#### [WHAT YOU HAVE TO DO]
Rescale the rows from the line with "Could any metal" to the line with "[75,121,169,207]" and give only those lines again, requests included, with each bounding-box coordinate in the answers multiplied by 2.35 and rounded to a whole number, halves going up. Omit the pictures.

#### [DATA LINES]
-- START --

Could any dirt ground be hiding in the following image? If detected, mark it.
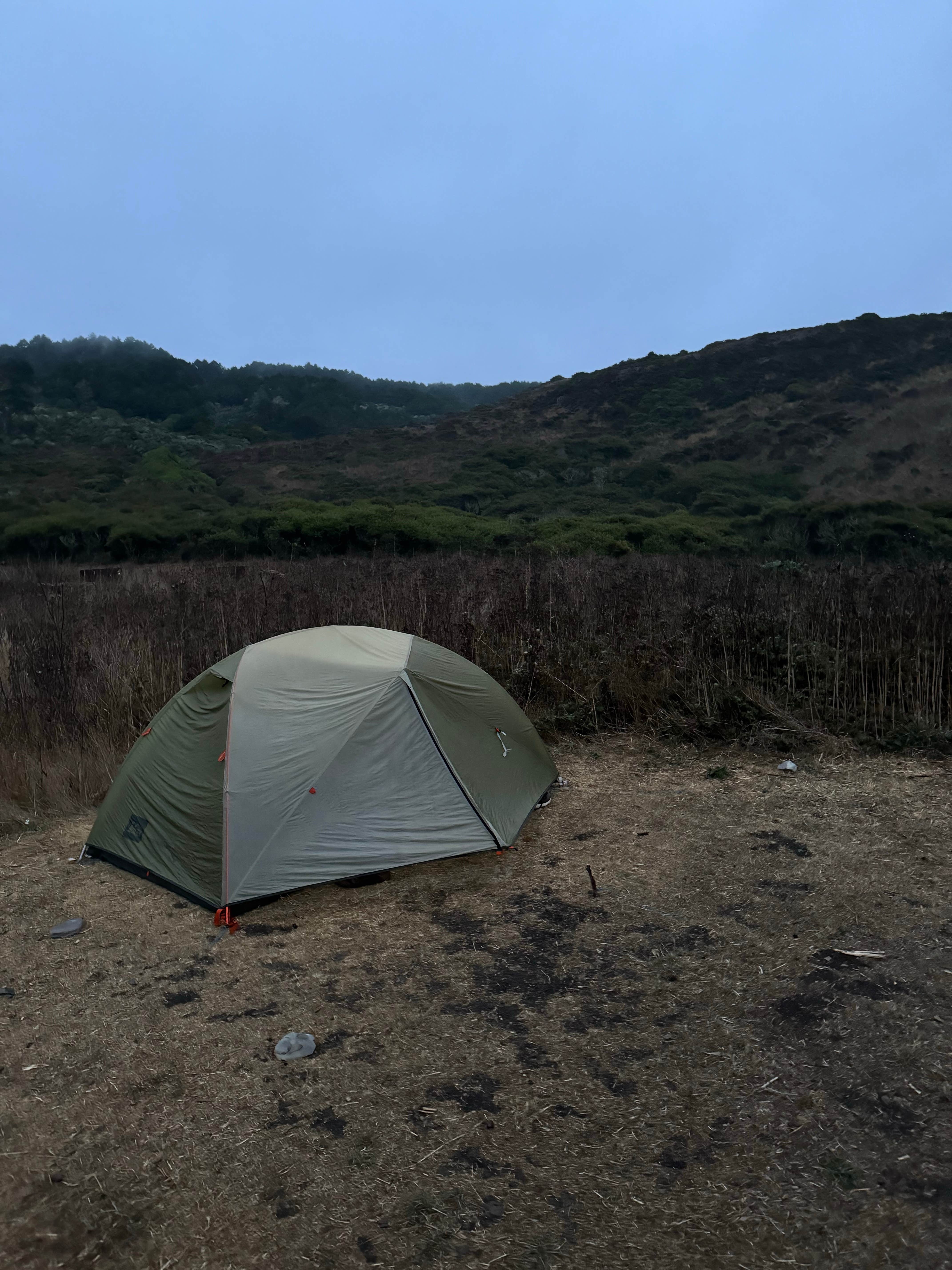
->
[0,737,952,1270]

-- END --
-- START --

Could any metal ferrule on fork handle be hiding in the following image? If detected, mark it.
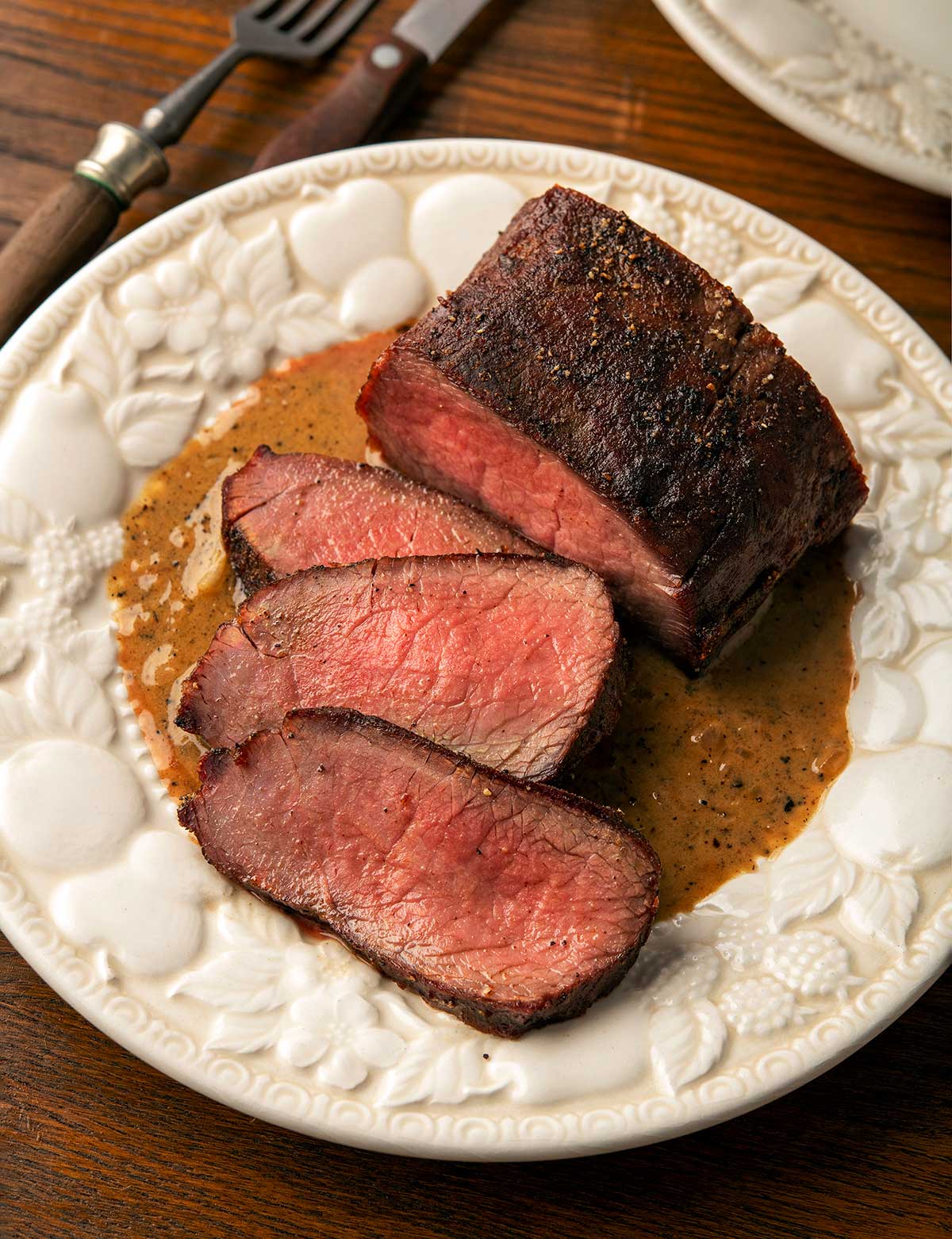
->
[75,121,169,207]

-- END --

#### [EXERCISE OUTPUT]
Could any metal ferrule on fork handle be hiding in the following image? If detected, mark it.
->
[176,284,397,486]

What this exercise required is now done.